[start Reading passage]

Let me tell you the story of how I came to own Timo von der Kieffershack. He was one of the most desirable German Shepherd Dogs in Singapore about 20 years ago.

My favourite species of dog has always been the German Shepherd. Not those that were bred in England and known as Alsatians but those from Germany. The difference is that the Alsatians had been bred solely on the English concept of beauty without much heed for function whereas the Germans had bred their German Shepherds on the principle that form follows function. In other words, if an animal is bred for an intended purpose, its form or structure will naturally conform to the requirements of what it is intended to do. This is something that I have borne in mind and tried to apply in my own program of breeding shamas.

Coming back to the story - someone whom I did not know well 20 years ago (but who subsequently became a great friend) had a German Shepherd that had originally been imported from Germany. It was a lovely animal, strong and with a firm temperament, exactly the type that I like in my dogs and birds. The owner was moving to a new home and it was not feasible for him to continue to have the dog. I came to know that he was looking for a good home for it and I offered to buy it. The owner did not want or need money and he would not sell it. Instead, he invited those who were interested in the dog (including me) to visit his home.

[end Reading passage]

Instruction: Write out the part of the German Shepherd story above that opens with the words containing "Let me tell" and closes with "20 years ago.", word for word.

[start Entries supplied]

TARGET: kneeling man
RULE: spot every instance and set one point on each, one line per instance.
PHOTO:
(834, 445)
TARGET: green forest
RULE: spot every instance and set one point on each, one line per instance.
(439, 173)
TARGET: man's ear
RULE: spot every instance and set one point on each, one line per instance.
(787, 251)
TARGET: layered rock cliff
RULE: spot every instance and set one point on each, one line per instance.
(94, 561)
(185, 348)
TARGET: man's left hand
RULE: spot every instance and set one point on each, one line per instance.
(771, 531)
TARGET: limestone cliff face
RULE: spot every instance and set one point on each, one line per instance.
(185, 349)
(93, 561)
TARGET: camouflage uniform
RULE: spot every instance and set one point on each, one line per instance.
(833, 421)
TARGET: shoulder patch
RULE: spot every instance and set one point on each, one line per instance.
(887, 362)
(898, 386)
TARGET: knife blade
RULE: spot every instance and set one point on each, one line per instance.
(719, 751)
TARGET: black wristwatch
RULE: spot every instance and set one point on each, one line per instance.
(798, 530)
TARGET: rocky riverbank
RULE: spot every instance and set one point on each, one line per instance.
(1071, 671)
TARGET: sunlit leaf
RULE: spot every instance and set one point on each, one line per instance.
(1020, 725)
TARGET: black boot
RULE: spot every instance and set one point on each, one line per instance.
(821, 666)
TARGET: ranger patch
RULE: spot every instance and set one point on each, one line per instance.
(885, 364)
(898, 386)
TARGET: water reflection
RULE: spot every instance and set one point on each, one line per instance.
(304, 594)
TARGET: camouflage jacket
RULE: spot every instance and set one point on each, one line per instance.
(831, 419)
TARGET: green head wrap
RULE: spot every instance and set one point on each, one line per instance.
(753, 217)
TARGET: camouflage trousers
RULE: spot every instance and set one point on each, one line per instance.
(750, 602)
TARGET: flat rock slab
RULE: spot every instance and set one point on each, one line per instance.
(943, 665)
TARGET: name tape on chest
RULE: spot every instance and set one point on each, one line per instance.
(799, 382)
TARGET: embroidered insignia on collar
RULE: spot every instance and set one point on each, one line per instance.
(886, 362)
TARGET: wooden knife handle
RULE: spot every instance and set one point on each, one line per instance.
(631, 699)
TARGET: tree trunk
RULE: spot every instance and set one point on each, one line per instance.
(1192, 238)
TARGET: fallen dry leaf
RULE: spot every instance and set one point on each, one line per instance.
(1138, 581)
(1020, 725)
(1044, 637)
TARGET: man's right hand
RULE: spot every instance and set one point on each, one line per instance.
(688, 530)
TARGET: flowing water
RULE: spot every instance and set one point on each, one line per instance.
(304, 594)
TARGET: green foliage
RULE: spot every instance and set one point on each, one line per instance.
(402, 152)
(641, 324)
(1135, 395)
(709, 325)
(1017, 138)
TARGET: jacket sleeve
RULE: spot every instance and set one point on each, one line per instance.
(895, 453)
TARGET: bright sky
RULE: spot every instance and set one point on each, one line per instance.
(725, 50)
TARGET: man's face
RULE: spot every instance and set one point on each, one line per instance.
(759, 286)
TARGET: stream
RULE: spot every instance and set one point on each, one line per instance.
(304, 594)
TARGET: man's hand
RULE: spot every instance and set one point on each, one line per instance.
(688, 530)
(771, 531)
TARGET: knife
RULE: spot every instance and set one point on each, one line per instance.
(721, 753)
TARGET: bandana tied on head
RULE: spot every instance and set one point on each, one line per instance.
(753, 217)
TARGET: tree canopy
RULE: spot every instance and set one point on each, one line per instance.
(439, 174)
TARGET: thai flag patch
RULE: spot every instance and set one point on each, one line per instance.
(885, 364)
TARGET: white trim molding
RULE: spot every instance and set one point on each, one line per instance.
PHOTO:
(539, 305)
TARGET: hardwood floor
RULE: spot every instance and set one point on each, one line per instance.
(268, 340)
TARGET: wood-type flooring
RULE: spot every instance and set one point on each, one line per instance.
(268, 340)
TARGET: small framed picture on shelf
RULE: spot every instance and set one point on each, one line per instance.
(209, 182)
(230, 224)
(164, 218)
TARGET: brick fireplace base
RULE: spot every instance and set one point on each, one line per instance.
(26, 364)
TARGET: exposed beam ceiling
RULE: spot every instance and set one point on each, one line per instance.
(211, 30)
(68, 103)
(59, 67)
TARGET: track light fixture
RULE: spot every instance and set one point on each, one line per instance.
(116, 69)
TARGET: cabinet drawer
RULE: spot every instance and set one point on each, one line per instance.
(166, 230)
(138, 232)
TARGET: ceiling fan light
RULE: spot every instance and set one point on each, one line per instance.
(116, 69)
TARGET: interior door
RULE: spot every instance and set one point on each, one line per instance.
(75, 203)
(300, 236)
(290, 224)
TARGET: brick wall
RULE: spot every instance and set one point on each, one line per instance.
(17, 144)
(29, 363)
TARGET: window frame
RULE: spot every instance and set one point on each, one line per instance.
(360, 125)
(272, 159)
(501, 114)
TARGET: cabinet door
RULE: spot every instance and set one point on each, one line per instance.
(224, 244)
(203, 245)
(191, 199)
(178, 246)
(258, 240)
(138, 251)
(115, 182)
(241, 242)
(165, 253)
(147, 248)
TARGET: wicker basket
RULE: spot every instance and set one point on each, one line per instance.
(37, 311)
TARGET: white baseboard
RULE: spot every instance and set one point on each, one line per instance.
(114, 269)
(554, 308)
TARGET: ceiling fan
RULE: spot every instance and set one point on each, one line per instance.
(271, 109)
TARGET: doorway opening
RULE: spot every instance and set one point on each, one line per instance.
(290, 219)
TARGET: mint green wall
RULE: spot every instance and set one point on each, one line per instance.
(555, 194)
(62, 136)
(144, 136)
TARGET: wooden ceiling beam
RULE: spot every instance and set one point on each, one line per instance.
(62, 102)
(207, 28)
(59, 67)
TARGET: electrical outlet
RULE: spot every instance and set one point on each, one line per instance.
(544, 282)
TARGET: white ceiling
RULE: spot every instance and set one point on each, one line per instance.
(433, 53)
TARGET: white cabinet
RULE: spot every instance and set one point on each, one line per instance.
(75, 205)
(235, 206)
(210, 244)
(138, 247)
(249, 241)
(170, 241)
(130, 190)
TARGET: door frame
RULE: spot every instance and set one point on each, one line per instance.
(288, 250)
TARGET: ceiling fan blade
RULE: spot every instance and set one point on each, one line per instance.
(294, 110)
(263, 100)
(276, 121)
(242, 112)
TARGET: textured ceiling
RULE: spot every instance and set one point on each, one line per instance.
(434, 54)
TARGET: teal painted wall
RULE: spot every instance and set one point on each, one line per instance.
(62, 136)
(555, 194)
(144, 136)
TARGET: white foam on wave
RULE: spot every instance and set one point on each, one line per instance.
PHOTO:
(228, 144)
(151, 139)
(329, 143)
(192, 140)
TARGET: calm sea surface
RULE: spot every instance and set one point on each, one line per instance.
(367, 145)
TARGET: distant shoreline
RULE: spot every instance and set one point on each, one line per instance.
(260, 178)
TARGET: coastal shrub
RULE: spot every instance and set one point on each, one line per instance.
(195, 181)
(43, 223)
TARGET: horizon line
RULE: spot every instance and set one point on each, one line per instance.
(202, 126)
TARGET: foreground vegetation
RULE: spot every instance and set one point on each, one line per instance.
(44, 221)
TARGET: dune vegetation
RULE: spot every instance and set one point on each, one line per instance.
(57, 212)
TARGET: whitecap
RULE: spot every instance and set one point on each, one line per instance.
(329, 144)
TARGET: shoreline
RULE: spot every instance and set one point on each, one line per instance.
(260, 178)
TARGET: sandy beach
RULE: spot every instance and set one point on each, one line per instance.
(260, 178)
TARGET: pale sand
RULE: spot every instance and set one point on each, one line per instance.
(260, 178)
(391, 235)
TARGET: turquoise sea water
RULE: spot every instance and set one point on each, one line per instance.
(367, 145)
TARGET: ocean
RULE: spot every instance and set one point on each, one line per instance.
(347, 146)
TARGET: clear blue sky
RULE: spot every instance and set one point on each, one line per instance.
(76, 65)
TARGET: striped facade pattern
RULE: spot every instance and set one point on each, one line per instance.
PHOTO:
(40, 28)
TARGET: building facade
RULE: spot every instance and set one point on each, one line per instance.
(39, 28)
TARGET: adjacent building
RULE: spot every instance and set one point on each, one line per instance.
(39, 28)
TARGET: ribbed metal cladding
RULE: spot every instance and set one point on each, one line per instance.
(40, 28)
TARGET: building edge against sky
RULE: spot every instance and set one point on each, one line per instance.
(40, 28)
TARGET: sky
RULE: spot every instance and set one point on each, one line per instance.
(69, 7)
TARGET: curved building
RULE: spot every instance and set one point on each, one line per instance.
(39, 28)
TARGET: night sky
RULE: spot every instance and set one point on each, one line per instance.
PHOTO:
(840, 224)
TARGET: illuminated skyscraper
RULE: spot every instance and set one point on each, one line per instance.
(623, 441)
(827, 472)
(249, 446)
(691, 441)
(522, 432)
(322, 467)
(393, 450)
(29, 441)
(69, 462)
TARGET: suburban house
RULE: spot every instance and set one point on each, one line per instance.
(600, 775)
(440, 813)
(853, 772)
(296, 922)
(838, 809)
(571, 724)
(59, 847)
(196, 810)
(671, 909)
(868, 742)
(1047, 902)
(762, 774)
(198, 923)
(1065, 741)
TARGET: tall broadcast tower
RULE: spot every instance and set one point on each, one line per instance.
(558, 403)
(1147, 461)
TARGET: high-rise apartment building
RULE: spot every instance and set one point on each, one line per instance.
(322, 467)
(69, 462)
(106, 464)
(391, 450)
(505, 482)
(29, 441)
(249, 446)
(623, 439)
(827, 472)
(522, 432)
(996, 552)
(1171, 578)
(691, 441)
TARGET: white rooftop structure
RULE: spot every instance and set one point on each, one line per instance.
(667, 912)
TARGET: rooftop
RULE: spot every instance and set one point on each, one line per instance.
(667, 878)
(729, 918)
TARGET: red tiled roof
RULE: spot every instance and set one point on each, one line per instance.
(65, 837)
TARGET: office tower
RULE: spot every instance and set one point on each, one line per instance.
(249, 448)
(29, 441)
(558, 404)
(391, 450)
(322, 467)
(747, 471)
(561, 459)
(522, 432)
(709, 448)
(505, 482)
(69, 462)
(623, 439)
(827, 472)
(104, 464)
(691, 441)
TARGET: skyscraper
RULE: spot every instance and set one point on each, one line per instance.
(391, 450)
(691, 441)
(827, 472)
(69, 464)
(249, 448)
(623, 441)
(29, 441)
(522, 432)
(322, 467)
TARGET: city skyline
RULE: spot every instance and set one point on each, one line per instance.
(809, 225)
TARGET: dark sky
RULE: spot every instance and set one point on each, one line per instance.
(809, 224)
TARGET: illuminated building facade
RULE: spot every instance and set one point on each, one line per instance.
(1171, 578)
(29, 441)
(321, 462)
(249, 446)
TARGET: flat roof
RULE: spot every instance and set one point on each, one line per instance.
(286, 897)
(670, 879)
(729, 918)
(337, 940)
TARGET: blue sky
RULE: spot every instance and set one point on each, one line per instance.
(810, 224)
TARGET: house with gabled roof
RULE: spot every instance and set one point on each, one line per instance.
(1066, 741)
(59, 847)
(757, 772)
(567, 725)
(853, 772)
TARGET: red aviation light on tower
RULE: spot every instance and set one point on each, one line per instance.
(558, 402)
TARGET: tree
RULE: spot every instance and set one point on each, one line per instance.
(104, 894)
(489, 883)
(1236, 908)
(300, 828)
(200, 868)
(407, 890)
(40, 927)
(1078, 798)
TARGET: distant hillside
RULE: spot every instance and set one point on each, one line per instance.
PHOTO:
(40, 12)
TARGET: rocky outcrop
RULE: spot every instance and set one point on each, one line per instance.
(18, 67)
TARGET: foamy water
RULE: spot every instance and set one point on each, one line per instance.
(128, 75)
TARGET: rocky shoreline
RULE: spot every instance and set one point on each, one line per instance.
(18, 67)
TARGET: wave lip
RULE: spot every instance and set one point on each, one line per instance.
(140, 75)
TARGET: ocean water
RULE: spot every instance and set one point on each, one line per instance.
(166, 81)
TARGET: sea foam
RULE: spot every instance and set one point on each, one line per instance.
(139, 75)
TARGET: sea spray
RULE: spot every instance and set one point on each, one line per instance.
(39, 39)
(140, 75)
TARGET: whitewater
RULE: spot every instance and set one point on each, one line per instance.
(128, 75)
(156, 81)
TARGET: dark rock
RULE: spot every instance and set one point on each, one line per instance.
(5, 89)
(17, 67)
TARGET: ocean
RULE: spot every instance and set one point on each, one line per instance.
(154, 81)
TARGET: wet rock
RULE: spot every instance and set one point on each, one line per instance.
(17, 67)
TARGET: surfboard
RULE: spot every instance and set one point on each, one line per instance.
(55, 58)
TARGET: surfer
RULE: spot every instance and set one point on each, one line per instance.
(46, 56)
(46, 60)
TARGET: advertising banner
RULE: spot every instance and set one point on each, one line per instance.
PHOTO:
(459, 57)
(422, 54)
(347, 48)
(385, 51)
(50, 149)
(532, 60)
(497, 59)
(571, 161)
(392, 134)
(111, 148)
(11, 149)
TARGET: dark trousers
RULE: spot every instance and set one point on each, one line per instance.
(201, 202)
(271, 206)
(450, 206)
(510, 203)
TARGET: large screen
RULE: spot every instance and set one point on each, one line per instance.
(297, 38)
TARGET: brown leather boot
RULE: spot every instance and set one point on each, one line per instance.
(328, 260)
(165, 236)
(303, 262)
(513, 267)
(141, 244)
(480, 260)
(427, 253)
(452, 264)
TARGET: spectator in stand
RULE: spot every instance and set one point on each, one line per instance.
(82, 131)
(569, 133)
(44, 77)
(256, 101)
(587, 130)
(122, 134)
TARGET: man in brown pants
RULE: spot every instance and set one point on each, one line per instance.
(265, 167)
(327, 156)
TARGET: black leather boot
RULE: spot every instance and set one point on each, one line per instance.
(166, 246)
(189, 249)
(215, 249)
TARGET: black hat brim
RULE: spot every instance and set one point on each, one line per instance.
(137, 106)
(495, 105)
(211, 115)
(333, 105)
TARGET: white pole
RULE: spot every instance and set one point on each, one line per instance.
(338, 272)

[end Entries supplied]

Solution to the exercise:
Let me tell you the story of how I came to own Timo von der Kieffershack. He was one of the most desirable German Shepherd Dogs in Singapore about 20 years ago.